Copy out every item below word for word, but leave out the pictures.
--- begin Material provided ---
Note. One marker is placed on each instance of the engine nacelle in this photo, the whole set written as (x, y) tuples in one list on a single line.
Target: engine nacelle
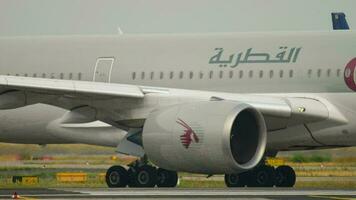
[(205, 137)]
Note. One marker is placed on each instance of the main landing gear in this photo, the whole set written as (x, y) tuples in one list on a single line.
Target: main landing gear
[(263, 176), (140, 175)]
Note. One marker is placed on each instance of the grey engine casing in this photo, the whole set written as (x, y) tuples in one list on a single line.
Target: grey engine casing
[(210, 126)]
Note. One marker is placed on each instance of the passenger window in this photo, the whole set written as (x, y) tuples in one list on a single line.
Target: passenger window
[(328, 73), (201, 75), (310, 72), (181, 74), (271, 74), (152, 74), (133, 75), (171, 75), (291, 73), (250, 74), (241, 74)]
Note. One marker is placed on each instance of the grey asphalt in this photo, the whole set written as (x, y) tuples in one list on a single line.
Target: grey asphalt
[(162, 193)]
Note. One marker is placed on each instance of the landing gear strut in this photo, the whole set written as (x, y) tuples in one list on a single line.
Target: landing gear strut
[(263, 176), (140, 174)]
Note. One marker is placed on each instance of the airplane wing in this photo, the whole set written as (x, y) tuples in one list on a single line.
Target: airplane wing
[(54, 86), (127, 106)]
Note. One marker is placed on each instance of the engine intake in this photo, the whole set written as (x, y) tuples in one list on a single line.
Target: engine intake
[(205, 137)]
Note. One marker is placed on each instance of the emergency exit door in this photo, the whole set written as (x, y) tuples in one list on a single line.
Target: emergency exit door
[(102, 70)]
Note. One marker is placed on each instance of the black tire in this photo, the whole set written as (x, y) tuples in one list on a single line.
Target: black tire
[(262, 176), (236, 180), (166, 178), (285, 176), (145, 176), (116, 176)]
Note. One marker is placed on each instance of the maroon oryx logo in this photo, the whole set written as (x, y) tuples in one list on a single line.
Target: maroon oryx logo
[(189, 135), (349, 74)]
--- end Material provided ---
| Result of this task |
Note. One marker is placed on each instance of the engine nacelle in this photo, the whole set written as (x, y) tuples in one list on a single line.
Target: engine nacelle
[(205, 137)]
Note. One marker is placed on each instance of the main landing gear in this photo, the whole set written as (x, y) tuples in one list on a single line.
Target: main landing gear
[(263, 176), (140, 175)]
Note. One marker is placed on each instance of the grey engine casing in this photo, the whole set written as (x, y) tuples in one list on a single line.
Target: grey engine casing
[(210, 126)]
Note. One marker is placed on each instance of the passenger window in this photo, the whole set written as (x, y) tuples in one list on a single line.
Target: passenger window
[(328, 73), (201, 75), (310, 72), (181, 74), (271, 74), (152, 74), (133, 75), (171, 75), (291, 73), (250, 74), (241, 74)]
Note. One marker is placed on each instance of the grey asphalt in this photo, the whole set written as (x, y) tuples in one list on a single line.
Target: grey asphalt
[(162, 193)]
Note. One marker is placed on each instance of the landing gear strut in this photo, the whole set written as (x, y) tuples in one list on a single line.
Target: landing gear strut
[(263, 176), (140, 174)]
Note. One marker is placed on each instance of the airplane wing in this photo, the whole set written as (x, y) tuples in one list on a single line.
Target: airplane wing
[(54, 86), (127, 106)]
Note. One marker is placed on each instance of the engine intake in this photo, the whole set written as (x, y) tuples in one list on a single line.
Target: engine intake
[(205, 137)]
Note. One marker is placed on each instance of the emergency exit door in this photo, the whole set written as (x, y) tuples in one list on a single line.
Target: emergency exit door
[(102, 70)]
Note. One marker is placed on each instance of the black tire in this photo, the whole set written as (x, y) tuples in one list on a single line.
Target: black tire
[(262, 176), (236, 180), (166, 178), (285, 176), (145, 176), (116, 176)]
Note. One marker is placed on each instance of the maroon oryx logo in this photo, the whole set written as (x, y) tuples in one list on a single line.
Target: maroon oryx logo
[(189, 135), (349, 74)]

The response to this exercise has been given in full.